** PAGINAFRAGMENT **

# # #

ECLI:NL:RBARN:2012:BW7905

Rechtbank Arnhem

Datum uitspraak
8 juni 2012
Publicatiedatum
5 april 2013
Zaaknummer
05/700243-12
Instantie
Rechtbank Arnhem
Type
Uitspraak
Rechtsgebied
Strafrecht
Procedures
  • Eerste aanleg - meervoudig
Rechters
Vindplaatsen
  • Rechtspraak.nl
AI samenvatting door LexboostAutomatisch gegenereerd

Veroordeling voor poging tot diefstal door twee of meer verenigde personen met geweldscomponent

In de zaak van de officier van justitie tegen de verdachte, die op 10 februari 2012 te Zaltbommel een poging tot diefstal met geweld heeft gepleegd, heeft de rechtbank op 8 juni 2012 uitspraak gedaan. De verdachte, bijgestaan door zijn raadsman mr. F.H.J. van Gaal, werd beschuldigd van het samen met een medeverdachte plegen van een gewapende overval op een juwelierszaak. De rechtbank heeft vastgesteld dat de verdachte en zijn medeverdachte zich op de bewuste avond met een kloofhamer en gezichtsbedekking naar de juwelier hebben begeven, met de intentie om sieraden te stelen. Tijdens de zitting op 25 mei 2012 heeft de officier van justitie gerekwireerd en de verdediging heeft betoogd dat er geen sprake was van de intentie om geweld te gebruiken.

De rechtbank heeft de camerabeelden bekeken en vastgesteld dat de verdachte en zijn medeverdachte op het punt stonden de overval te plegen, maar dat zij zijn gestopt door de aanwezigheid van getuigen. De rechtbank oordeelde dat er geen wettig bewijs was voor de geweldscomponent, maar dat de poging tot diefstal wel bewezen was. De rechtbank heeft de verdachte veroordeeld tot een gevangenisstraf van 105 dagen en een werkstraf van 180 uren, met inachtneming van de tijd die de verdachte al in voorlopige hechtenis had doorgebracht. De rechtbank heeft de beslissing gegrond op de artikelen van het Wetboek van Strafrecht die betrekking hebben op poging tot diefstal en de strafbaarheid van de verdachte. De uitspraak benadrukt de ernst van de poging tot diefstal en de impact daarvan op de slachtoffers en de maatschappij.

# # #

** VERMELDE REGELS **
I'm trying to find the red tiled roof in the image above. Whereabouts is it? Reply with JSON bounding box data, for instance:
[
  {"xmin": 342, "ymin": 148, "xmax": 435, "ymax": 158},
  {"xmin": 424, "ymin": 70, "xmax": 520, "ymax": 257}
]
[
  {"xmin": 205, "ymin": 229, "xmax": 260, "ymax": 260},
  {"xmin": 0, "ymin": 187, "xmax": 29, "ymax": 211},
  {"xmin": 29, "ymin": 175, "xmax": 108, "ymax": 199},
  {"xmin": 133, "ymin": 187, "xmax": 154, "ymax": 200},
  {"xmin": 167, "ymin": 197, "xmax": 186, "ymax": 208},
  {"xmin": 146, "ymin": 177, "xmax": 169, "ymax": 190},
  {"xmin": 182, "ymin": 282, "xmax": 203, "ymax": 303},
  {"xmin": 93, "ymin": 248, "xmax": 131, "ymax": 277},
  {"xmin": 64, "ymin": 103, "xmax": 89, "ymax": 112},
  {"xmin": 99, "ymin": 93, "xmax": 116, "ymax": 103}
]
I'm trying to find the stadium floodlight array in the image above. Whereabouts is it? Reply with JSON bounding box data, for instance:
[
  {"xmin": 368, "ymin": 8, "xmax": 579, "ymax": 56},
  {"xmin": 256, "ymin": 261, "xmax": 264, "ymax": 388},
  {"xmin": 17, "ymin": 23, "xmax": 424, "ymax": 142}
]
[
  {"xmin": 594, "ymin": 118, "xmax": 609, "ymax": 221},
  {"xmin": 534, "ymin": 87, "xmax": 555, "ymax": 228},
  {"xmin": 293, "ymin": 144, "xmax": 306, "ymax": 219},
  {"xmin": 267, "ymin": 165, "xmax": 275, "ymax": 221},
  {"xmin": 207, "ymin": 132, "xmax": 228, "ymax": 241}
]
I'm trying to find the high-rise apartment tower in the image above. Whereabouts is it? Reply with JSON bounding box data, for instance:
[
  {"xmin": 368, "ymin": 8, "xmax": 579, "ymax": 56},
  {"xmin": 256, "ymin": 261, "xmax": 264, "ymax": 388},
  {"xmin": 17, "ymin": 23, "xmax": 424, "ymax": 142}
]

# # #

** LIJST OPDRACHTEN **
**A.** Herhaal uit het paginafragment woordelijk het deel dat opent met de woorden waarin "De rechtbank heeft de camerabeelden" staat en sluit met "en de maatschappij.".
**B.** Beantwoord met het paginafragment de volgende vragen:
(i) Op welke datum vond de zitting plaats?
(ii) Welk werktuig hadden de verdachte en zijn medeverdachte bij zich?
(iii) Tot welke straffen werd de verdachte veroordeeld?

** VERWACHTE ANTWOORDEN **
**A.**
De rechtbank heeft de camerabeelden bekeken en vastgesteld dat de verdachte en zijn medeverdachte op het punt stonden de overval te plegen, maar dat zij zijn gestopt door de aanwezigheid van getuigen. De rechtbank oordeelde dat er geen wettig bewijs was voor de geweldscomponent, maar dat de poging tot diefstal wel bewezen was. De rechtbank heeft de verdachte veroordeeld tot een gevangenisstraf van 105 dagen en een werkstraf van 180 uren, met inachtneming van de tijd die de verdachte al in voorlopige hechtenis had doorgebracht. De rechtbank heeft de beslissing gegrond op de artikelen van het Wetboek van Strafrecht die betrekking hebben op poging tot diefstal en de strafbaarheid van de verdachte. De uitspraak benadrukt de ernst van de poging tot diefstal en de impact daarvan op de slachtoffers en de maatschappij.

**B.**
(i) Op 25 mei 2012.
(ii) Een kloofhamer.
(iii) Een gevangenisstraf van 105 dagen en een werkstraf van 180 uren.